PASSAGE FOR REVIEW Start Marker

An Interview With TJ DeVries, Neovim

Neovim (also known as Nvim), a hyperextensible vim-based text editor, is a popular open-source project that is focused on extensibility and usability, with over 51,000 stargazers and over 700 contributors,

We interviewed one of the members of the Neovim Core Team, TJ DeVries, about Neovim’s success.

During the day, TJ is a Software Developer at Sourcegraph, a code search and intelligence tool for developers that lets you search and explore all of your organization’s code on the web, with integrations into your existing tools. He is also the primary author of telescope.nvim, a fuzzy file finder. You can sponsor him on GitHub or find him on Twitch!

How would you describe the project? What is the goal of Neovim? 

I will defer to Neovim’s `:help` for this (my favorite strategy ;))

  • Nvim is improved
  • Nvim is well documented
  • Nvim is fast and small
  • Nvim is maintainable
  • Nvim is not an operating system*

*Neovim is not an operating system; instead, it should be composed with other tools or hosted as a component. Marvim once said: “Unlike Emacs, Nvim does not include the kitchen sink… but it’s good for plumbing.”

What were the first steps on this project like? How did it become a thing on Github? What was that time like?  

I wasn’t around at the time the project started. Roughly speaking though, the first steps were forking the Vim project and then starting to add patches for asynchronous job support and to rip out a bunch of code that hurt Neovim’s maintainability (in the eyes of the Neovim team).

How many contributors are actively engaged on the project? 

Well, Neovim has 752 contributors total (to Neovim core. This doesn’t count auxiliary repos where the contributors don’t always overlap). It’s hard to exactly define what active means for an open-source project like Neovim. We have a lot of people who come around for a project or two and do a lot of work and then come back again later when something piques their interest. We have had at least 30 people commit within the last month.

How do you manage the roadmap and make decisions on direction?

PASSAGE FOR REVIEW End Marker

■ **EXERCISE REQUIREMENTS**
1: In the Neovim interview, how many people are said to have committed within the last month?
2: Continue the Neovim interview from its last line onward.
The rows come from a source separate from the Neovim interview.

GIVEN INFORMATION Start Marker

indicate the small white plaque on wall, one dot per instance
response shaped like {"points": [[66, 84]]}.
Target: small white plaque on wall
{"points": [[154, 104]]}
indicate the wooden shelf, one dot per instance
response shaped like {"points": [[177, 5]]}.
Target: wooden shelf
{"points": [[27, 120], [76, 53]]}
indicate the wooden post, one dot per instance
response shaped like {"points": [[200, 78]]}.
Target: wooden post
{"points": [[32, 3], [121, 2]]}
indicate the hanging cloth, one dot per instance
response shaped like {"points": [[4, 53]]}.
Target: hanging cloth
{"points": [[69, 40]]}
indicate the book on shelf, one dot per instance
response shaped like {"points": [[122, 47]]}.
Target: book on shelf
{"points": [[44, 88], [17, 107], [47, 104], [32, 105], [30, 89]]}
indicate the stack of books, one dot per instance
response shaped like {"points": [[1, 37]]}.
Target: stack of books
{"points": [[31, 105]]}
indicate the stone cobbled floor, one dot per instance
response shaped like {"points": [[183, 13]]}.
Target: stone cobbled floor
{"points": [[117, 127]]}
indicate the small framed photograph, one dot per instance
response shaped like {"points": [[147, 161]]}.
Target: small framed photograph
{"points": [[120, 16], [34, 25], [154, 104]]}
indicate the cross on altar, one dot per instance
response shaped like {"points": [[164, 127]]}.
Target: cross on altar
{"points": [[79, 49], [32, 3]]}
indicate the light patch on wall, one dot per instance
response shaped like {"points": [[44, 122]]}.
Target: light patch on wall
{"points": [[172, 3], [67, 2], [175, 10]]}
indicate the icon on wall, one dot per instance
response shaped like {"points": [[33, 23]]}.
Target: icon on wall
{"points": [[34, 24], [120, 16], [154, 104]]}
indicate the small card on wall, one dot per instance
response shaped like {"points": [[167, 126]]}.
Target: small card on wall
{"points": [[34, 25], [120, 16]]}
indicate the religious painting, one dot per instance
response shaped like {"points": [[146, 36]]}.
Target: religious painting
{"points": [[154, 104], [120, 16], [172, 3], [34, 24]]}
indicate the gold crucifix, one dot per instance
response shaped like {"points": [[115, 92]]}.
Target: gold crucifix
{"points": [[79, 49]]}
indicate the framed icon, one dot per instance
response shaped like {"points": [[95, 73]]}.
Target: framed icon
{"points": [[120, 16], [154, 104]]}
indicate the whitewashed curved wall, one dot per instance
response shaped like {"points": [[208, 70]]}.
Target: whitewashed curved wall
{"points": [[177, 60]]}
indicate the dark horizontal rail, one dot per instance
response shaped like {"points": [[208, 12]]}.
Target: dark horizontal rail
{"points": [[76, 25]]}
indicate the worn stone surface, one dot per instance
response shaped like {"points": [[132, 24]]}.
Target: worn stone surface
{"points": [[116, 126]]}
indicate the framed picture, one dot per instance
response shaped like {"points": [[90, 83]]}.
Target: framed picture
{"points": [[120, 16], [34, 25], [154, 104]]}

GIVEN INFORMATION End Marker

■ **YOUR RESPONSES**
1: At least 30 people.

2:
I think it’s different for each person involved in the project. We have a lot of well-documented design ideas, issues and goals that can give interesting guidance on what comes next. I’d say that sometimes though, “PR’s talk.” If someone submits a PR, that is an obvious win. It comes with great docs and tests; it might get merged even if it wasn’t in our original plans. I often decide what to do based on what I hear people saying is difficult or that they would like to see improved.

What are some of the good, maybe surprising things, of being a contributor/maintainer of an OSS project?

Meeting people from all over the world who love this random project that you also love. I find it so cool to become friends with people from so many places I’ve never been (and probably never will be able to visit!). I love the Neovim community.

What would be your best advice to aspiring OSS hackers?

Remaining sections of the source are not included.